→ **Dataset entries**
=== Section Start ===

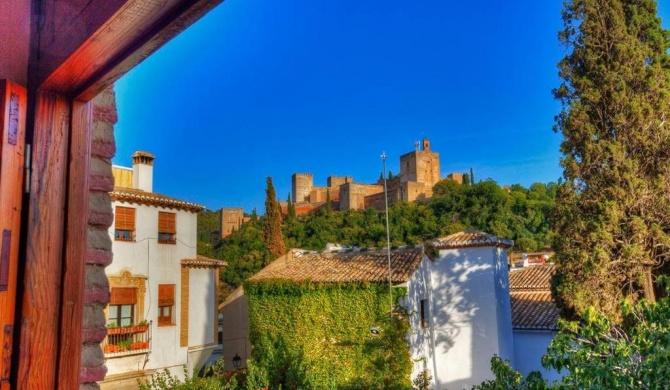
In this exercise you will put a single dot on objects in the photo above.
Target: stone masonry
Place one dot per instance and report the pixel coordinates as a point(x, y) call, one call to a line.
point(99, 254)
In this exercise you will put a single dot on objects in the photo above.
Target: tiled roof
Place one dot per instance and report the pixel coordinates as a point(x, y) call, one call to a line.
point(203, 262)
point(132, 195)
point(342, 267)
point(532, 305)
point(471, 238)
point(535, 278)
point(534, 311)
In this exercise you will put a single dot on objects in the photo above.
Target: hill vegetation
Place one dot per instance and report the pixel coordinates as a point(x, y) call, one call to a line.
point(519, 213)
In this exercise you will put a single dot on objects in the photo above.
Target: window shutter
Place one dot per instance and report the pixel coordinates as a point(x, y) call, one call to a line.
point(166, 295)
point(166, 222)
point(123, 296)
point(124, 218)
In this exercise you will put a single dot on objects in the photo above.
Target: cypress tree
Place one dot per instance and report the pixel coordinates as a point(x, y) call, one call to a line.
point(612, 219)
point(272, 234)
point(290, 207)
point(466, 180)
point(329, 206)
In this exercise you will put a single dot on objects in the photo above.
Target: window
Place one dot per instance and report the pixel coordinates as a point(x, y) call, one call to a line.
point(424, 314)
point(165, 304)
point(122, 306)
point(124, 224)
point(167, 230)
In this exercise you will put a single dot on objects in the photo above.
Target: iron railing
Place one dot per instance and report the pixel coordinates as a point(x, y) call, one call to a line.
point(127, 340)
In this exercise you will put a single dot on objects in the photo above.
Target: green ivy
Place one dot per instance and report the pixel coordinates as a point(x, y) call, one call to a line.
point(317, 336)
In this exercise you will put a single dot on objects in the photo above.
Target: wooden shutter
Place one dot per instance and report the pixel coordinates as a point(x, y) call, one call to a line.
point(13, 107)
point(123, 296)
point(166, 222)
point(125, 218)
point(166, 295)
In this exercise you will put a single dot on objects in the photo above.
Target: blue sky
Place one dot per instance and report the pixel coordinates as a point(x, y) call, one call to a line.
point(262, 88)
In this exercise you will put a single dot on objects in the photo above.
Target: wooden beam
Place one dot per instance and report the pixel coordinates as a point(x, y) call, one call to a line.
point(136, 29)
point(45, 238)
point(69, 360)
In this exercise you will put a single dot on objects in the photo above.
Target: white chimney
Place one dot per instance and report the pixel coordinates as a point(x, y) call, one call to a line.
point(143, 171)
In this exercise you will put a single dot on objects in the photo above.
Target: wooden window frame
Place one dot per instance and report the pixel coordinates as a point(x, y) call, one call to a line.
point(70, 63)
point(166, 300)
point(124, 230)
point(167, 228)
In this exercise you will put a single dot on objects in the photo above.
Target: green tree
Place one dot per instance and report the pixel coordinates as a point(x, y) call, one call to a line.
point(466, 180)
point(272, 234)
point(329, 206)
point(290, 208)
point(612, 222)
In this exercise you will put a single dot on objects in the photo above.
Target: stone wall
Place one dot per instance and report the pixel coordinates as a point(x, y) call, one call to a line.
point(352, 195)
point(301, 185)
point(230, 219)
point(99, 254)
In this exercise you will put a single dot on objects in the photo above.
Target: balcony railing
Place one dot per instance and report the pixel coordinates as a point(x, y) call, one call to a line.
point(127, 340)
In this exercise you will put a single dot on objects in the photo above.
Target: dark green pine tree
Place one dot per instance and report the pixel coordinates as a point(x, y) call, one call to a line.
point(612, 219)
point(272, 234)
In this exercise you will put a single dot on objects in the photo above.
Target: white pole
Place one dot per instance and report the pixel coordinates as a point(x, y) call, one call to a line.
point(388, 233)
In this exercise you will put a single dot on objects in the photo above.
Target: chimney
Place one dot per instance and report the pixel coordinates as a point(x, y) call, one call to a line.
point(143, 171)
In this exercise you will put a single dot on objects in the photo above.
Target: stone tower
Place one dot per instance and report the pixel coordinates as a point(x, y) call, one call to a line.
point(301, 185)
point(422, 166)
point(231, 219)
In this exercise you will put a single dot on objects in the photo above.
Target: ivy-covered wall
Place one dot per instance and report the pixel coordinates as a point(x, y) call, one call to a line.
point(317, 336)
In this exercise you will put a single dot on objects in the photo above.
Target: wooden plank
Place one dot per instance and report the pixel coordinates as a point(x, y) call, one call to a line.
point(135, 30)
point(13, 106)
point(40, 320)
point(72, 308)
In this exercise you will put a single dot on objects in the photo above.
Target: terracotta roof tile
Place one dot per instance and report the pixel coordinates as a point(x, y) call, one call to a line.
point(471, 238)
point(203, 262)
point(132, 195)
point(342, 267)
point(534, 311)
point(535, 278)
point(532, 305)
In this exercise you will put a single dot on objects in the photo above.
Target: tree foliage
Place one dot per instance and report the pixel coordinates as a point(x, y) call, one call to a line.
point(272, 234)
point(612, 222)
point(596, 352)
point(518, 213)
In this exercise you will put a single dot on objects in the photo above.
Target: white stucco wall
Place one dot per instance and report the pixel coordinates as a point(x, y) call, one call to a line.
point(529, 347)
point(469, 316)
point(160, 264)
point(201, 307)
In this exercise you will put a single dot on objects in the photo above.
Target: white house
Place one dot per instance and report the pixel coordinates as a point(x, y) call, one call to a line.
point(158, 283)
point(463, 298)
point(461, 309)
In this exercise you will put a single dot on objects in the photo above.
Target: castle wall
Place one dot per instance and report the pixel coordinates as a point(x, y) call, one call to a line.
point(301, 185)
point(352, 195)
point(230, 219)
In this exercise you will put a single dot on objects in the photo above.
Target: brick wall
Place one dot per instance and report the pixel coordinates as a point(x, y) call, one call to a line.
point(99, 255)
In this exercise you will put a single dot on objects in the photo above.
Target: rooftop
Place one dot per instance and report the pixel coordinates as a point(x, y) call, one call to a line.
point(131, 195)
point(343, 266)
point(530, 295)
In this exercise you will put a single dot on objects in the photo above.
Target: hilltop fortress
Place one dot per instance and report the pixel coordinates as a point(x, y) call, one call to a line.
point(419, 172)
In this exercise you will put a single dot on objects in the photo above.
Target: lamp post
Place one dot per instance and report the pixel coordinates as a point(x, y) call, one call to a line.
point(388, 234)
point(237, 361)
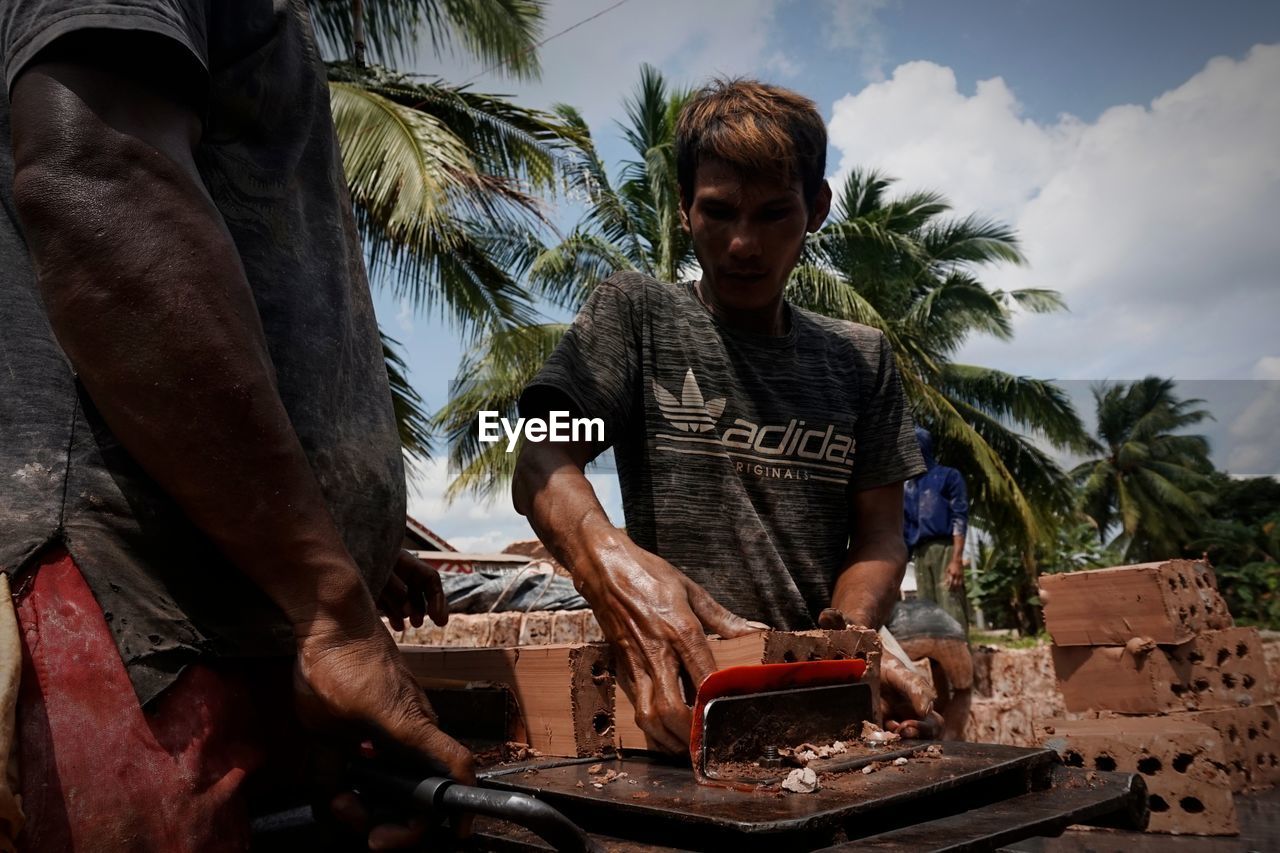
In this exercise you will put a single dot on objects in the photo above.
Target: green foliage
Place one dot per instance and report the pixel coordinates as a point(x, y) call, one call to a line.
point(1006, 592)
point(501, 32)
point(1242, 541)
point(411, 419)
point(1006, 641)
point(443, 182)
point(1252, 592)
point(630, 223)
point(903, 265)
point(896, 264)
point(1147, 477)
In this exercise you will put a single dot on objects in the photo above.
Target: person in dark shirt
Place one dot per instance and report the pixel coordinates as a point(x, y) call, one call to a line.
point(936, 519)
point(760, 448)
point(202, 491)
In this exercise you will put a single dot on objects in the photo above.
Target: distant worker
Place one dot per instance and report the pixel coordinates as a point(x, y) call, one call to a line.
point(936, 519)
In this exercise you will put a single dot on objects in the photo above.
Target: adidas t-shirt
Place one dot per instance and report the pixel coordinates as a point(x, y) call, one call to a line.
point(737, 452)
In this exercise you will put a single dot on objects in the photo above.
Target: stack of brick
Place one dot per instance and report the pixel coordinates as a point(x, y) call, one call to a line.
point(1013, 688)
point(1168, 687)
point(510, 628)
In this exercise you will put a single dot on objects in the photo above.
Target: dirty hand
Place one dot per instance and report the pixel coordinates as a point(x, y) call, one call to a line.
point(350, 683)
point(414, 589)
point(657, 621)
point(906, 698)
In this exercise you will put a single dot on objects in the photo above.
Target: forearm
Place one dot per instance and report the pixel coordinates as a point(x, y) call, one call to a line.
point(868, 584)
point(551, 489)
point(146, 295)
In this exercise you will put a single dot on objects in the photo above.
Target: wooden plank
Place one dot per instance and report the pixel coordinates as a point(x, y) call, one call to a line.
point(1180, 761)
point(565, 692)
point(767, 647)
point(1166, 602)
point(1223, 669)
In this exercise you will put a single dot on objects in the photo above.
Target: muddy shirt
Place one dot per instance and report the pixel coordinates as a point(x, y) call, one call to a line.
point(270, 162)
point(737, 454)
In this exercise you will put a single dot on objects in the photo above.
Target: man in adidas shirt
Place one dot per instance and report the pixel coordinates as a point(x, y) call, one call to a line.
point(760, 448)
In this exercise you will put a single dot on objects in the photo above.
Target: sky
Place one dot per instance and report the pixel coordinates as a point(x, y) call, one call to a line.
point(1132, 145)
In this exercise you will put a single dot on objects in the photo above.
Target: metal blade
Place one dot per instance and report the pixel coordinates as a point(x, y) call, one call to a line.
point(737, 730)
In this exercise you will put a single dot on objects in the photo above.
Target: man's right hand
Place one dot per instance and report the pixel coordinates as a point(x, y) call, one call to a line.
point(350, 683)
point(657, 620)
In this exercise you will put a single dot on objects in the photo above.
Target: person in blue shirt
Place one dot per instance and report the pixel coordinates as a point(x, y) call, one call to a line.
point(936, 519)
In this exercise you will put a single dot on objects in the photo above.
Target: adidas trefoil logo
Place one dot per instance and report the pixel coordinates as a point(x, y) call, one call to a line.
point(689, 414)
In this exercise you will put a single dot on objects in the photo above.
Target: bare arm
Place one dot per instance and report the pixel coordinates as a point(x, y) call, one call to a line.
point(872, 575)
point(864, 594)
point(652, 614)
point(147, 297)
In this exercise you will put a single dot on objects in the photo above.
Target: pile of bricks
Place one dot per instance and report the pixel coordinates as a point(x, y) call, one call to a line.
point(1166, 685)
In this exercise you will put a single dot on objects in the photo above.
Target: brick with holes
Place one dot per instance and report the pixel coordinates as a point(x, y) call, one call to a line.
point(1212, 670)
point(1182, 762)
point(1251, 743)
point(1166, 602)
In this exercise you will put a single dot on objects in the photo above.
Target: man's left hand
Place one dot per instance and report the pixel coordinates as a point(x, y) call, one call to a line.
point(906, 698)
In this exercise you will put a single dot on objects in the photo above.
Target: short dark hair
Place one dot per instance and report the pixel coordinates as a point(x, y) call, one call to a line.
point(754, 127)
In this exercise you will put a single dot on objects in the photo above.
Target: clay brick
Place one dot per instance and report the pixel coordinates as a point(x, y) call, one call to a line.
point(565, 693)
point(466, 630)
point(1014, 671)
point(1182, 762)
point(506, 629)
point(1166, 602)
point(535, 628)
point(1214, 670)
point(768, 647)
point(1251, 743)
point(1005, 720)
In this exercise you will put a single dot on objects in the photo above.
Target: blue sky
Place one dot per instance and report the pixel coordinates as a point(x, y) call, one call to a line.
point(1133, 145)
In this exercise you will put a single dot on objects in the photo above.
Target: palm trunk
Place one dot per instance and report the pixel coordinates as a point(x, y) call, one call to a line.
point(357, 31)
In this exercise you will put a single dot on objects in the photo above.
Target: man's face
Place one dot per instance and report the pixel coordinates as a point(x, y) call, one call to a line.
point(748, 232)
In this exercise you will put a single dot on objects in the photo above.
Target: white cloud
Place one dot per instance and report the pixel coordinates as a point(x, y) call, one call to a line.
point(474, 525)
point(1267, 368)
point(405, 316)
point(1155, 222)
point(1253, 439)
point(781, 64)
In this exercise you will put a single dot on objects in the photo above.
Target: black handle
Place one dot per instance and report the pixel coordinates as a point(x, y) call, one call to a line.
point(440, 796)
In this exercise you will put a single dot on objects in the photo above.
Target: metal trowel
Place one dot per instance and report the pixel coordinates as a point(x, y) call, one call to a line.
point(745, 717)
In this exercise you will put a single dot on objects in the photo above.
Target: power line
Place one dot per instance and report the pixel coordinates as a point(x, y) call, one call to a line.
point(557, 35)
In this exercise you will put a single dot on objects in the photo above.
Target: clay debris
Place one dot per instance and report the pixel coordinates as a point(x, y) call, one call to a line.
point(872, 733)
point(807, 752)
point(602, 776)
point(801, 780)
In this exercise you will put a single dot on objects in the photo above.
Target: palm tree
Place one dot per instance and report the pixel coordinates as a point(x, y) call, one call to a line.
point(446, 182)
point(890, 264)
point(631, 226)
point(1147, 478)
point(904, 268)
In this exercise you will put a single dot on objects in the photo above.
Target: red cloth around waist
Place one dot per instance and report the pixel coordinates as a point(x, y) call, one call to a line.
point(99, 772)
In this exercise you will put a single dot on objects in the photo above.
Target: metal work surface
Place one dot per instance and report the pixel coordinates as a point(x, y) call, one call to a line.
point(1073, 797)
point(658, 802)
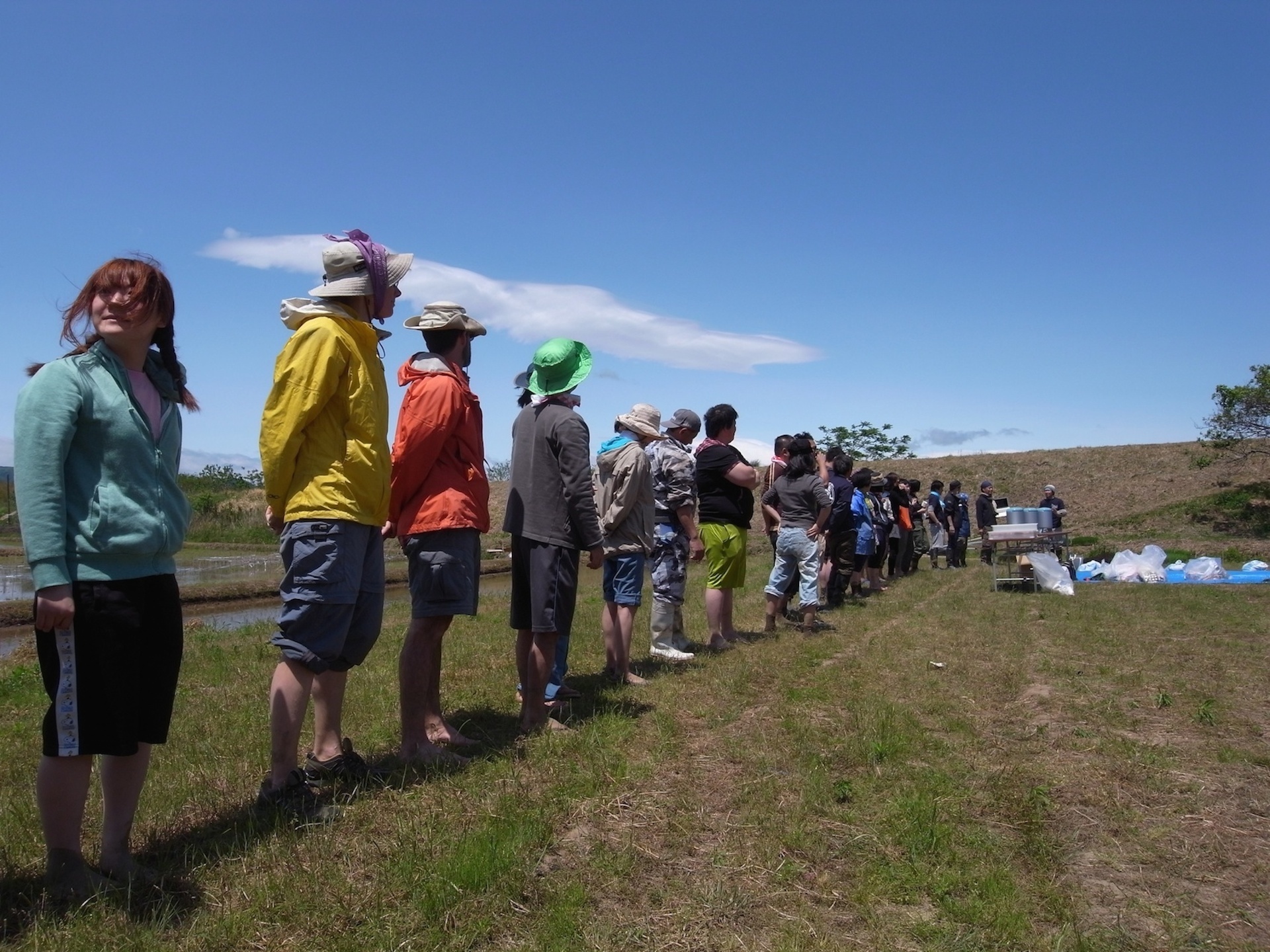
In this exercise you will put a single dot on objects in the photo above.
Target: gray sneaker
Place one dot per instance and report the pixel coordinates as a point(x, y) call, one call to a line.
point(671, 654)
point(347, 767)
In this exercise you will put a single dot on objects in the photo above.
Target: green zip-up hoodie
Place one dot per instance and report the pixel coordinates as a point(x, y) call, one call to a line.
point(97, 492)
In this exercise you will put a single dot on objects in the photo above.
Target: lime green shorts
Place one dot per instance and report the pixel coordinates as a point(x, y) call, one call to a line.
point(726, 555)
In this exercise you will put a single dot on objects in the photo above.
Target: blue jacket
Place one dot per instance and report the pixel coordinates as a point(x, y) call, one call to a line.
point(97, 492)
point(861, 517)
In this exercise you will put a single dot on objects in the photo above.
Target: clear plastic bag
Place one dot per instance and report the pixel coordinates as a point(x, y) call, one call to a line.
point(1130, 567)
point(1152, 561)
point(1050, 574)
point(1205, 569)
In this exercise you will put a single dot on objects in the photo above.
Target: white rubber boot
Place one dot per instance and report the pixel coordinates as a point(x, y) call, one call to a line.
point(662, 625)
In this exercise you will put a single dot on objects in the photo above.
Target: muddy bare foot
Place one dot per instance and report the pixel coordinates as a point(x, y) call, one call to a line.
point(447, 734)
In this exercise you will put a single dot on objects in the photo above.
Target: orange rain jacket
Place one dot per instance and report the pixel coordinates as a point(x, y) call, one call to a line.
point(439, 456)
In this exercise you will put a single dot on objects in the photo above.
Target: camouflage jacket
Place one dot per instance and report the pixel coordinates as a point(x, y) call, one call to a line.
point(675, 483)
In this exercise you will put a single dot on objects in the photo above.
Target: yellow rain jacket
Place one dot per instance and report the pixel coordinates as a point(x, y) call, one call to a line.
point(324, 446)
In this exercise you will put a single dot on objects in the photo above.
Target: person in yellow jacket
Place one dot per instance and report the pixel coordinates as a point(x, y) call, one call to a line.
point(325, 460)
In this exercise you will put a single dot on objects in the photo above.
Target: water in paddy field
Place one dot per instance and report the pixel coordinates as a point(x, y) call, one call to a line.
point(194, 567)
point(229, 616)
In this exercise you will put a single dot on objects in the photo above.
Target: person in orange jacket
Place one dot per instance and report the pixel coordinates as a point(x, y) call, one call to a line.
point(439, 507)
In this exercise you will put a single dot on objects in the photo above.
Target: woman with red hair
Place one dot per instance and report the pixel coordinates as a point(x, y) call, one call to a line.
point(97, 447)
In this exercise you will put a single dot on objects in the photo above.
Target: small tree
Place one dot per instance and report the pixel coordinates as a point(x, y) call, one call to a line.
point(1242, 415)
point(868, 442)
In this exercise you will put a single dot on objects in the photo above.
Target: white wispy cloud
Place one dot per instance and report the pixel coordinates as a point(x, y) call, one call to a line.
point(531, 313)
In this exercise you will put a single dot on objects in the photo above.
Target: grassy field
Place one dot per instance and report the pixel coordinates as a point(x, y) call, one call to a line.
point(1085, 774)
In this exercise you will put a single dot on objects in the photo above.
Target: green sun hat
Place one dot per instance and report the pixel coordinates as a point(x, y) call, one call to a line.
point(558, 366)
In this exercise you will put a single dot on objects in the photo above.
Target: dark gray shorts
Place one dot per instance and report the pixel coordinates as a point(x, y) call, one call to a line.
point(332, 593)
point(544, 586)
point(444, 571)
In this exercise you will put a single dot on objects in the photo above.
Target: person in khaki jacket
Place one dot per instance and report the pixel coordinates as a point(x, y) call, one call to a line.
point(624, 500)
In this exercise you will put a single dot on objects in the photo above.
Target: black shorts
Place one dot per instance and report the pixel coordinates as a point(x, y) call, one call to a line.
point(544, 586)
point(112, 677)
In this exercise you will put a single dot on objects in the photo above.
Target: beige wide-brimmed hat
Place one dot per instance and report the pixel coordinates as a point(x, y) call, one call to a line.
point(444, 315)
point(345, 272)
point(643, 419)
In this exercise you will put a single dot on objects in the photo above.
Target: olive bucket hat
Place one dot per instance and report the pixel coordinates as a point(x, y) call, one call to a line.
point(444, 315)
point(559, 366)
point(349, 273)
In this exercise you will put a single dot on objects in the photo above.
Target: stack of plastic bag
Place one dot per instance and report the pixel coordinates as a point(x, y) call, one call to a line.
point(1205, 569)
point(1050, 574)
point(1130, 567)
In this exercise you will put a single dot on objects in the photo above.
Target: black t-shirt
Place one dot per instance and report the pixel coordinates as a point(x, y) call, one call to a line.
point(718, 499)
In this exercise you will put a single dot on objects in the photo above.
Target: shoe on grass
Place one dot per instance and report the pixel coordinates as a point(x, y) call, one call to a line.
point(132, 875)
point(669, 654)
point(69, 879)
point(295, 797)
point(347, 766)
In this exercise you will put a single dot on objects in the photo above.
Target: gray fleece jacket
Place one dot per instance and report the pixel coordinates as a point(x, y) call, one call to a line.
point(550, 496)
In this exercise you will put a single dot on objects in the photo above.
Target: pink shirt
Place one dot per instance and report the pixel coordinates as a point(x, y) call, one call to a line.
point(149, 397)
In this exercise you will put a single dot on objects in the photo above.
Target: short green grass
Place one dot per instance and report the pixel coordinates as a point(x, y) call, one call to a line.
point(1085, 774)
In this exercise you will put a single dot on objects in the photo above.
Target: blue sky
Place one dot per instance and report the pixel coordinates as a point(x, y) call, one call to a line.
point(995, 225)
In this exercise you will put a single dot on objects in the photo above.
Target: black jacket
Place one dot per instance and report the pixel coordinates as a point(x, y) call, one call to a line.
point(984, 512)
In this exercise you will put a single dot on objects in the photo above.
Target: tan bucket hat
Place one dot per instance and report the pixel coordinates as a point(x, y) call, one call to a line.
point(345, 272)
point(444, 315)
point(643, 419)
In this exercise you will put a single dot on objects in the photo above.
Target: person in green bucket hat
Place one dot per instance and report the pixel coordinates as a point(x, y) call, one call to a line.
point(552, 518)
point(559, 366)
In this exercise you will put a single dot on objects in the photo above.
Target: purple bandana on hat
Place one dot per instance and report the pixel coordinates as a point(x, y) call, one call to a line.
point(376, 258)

=== Section End ===

→ **Exercise requirements**
Count the lines in the records that include the word "shirt". Report the total alone.

→ **Solution to the exercise**
7